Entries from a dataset

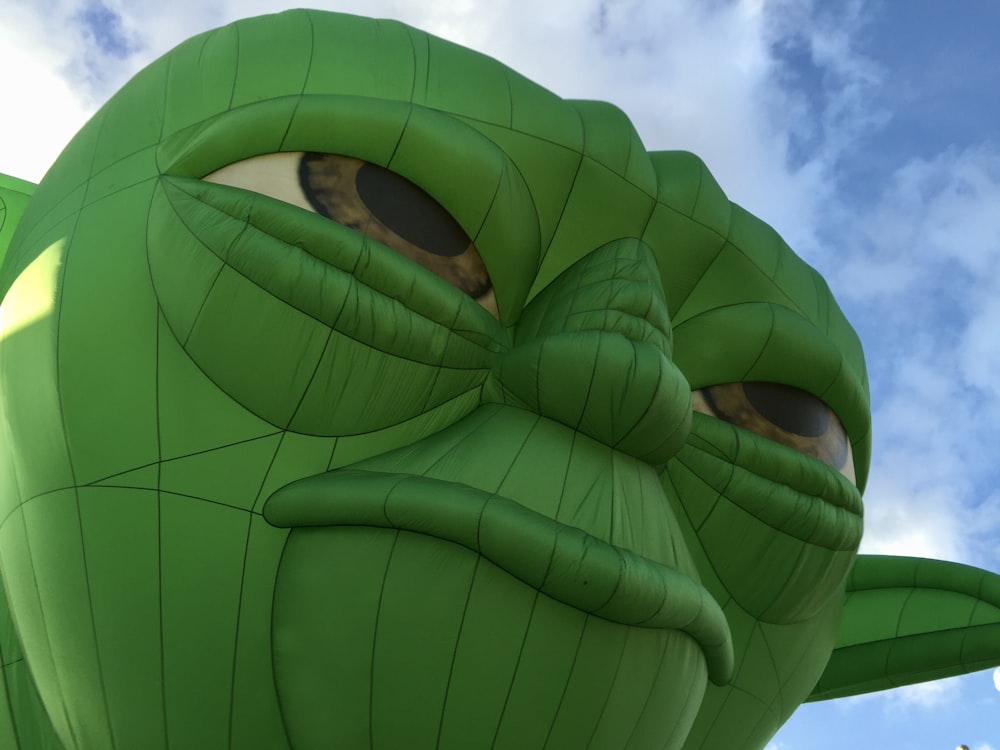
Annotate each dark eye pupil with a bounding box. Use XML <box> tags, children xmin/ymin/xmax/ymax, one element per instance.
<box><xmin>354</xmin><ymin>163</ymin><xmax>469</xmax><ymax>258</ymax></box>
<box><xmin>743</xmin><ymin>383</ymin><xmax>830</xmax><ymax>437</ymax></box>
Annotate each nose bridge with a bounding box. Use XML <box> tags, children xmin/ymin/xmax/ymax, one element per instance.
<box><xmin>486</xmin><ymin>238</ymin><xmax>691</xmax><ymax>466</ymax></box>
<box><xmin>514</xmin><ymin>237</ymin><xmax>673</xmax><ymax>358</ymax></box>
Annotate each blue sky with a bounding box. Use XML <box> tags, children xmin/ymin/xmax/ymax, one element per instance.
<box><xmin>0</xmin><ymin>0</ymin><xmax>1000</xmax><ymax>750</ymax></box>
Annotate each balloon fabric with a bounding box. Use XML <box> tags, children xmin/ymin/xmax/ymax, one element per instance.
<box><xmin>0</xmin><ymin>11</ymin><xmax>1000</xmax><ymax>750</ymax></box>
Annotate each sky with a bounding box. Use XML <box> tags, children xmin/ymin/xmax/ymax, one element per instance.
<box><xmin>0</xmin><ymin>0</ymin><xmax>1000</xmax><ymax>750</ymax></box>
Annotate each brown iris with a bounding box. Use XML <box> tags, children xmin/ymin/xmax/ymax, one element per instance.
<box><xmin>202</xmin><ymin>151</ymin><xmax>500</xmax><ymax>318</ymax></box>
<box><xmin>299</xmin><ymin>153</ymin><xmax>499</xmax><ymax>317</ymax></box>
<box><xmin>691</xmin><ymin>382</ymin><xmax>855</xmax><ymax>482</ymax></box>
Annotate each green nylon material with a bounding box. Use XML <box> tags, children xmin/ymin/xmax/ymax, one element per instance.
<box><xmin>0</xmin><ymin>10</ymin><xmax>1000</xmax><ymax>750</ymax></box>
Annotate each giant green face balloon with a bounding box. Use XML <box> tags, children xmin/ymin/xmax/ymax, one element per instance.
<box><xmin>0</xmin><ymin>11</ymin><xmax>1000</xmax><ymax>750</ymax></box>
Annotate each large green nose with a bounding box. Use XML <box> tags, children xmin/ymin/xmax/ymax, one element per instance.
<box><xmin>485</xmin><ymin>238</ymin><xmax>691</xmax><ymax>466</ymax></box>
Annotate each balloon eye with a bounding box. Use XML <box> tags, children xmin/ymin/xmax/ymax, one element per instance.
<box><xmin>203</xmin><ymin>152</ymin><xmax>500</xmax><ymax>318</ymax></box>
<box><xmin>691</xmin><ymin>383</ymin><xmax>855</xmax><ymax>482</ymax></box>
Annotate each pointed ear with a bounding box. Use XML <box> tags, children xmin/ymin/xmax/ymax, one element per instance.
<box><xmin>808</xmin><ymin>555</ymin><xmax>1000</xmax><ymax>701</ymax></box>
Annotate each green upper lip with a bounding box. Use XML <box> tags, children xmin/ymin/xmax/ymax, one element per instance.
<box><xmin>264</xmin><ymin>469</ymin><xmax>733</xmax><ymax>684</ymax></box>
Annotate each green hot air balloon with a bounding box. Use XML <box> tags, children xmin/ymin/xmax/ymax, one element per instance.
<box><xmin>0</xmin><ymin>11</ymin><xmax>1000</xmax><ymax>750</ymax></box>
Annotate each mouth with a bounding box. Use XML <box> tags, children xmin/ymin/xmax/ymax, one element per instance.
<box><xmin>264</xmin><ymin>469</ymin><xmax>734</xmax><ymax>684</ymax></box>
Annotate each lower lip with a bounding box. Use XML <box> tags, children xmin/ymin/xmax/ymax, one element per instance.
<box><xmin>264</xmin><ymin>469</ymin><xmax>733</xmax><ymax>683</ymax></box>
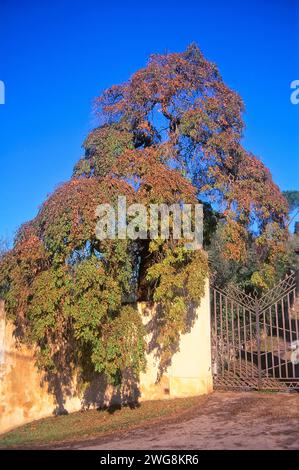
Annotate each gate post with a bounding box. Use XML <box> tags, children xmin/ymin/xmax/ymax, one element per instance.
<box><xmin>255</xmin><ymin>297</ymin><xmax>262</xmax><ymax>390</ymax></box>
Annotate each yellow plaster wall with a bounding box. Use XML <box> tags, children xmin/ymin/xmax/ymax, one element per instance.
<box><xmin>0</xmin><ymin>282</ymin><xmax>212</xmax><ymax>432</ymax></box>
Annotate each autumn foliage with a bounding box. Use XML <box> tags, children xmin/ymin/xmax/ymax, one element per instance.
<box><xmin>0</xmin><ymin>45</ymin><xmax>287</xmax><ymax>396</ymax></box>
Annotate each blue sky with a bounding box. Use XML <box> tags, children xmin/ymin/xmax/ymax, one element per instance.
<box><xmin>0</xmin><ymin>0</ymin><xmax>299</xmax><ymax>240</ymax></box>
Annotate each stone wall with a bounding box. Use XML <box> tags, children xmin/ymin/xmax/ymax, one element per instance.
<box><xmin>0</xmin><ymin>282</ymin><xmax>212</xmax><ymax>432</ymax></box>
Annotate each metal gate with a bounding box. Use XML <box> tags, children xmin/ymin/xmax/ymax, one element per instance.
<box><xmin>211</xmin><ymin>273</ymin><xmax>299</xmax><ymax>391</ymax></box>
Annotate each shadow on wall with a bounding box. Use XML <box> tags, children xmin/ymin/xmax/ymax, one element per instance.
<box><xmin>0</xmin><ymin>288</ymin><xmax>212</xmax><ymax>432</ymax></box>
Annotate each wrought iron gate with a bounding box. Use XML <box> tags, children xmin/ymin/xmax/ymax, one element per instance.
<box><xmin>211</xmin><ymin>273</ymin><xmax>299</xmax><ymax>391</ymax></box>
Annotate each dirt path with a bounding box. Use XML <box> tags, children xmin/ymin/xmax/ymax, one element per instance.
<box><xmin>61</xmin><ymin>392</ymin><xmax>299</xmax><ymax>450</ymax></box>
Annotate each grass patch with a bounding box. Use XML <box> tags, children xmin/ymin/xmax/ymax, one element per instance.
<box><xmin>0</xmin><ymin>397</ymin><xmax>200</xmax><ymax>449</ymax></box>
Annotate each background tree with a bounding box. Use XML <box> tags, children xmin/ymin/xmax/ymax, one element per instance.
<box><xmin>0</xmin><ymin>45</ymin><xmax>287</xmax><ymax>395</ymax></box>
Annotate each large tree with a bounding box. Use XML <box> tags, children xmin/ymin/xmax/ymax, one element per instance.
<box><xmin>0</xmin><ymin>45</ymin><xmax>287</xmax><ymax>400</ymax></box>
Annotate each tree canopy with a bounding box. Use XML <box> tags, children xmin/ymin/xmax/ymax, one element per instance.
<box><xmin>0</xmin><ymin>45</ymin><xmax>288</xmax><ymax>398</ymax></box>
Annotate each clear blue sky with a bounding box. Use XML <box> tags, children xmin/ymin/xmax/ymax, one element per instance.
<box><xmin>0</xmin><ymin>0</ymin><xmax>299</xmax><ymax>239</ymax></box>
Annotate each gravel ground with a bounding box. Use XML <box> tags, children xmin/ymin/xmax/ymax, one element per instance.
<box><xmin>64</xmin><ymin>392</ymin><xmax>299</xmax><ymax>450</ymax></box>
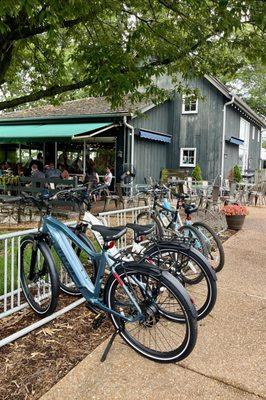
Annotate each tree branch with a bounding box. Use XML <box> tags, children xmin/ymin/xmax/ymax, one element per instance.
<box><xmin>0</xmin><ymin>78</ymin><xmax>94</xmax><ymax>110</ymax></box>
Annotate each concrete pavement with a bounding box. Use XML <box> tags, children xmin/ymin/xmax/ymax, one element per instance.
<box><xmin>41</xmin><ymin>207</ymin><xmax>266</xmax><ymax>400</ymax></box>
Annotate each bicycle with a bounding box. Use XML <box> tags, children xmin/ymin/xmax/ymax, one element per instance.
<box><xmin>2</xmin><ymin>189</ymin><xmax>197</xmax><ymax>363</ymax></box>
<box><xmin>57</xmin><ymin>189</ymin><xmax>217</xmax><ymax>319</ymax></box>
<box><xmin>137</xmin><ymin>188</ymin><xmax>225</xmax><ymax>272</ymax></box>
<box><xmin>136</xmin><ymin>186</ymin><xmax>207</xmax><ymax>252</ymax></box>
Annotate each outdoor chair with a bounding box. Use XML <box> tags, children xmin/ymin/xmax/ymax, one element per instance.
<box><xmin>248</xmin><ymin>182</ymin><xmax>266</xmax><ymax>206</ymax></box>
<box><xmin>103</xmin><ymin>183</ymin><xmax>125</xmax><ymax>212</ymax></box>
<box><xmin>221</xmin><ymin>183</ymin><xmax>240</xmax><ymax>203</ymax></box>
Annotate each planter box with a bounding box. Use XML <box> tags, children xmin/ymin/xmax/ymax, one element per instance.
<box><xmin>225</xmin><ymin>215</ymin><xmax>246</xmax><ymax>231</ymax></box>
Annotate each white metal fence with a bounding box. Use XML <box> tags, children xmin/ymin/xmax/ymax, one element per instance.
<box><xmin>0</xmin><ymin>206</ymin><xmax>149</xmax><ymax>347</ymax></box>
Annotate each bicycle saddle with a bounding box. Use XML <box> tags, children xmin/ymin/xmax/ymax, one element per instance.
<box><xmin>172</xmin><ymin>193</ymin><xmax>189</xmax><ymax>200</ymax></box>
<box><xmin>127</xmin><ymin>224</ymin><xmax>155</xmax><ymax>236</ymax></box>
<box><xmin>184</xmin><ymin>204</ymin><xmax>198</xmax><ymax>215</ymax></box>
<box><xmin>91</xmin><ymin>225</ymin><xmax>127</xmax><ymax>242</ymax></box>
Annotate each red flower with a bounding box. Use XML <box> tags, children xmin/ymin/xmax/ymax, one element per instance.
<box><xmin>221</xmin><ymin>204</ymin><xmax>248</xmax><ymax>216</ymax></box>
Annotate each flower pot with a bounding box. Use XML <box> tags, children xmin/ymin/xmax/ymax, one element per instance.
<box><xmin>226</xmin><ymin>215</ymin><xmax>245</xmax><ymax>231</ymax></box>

● Requirement: Would you quote, exactly and only, the lines from the one containing "Annotate each planter" to the end of the entries?

● Exercise solution:
Annotate each planter box with a bounding box. Use XML <box> tags, children xmin/ymin/xmax/ymax, one element per instance.
<box><xmin>225</xmin><ymin>215</ymin><xmax>246</xmax><ymax>231</ymax></box>
Annotate each white metal fence with a bounding box. Use XML <box> tags, children xmin/ymin/xmax/ymax, one element per instance.
<box><xmin>0</xmin><ymin>206</ymin><xmax>149</xmax><ymax>347</ymax></box>
Annotate each bicycle saddle with a bounding box. Use XML <box> tags, children xmin/ymin/xmax/ymax, one element per instance.
<box><xmin>172</xmin><ymin>193</ymin><xmax>189</xmax><ymax>200</ymax></box>
<box><xmin>127</xmin><ymin>224</ymin><xmax>155</xmax><ymax>236</ymax></box>
<box><xmin>184</xmin><ymin>204</ymin><xmax>198</xmax><ymax>215</ymax></box>
<box><xmin>91</xmin><ymin>225</ymin><xmax>127</xmax><ymax>242</ymax></box>
Annotate each red flower with a bounding box. Use XML <box> tags, children xmin/ymin/xmax/ymax, one element per instance.
<box><xmin>221</xmin><ymin>204</ymin><xmax>248</xmax><ymax>216</ymax></box>
Annotate each flower pot with a bounding box. Use XML <box> tags, children xmin/ymin/xmax/ymax, one element per instance.
<box><xmin>226</xmin><ymin>215</ymin><xmax>245</xmax><ymax>231</ymax></box>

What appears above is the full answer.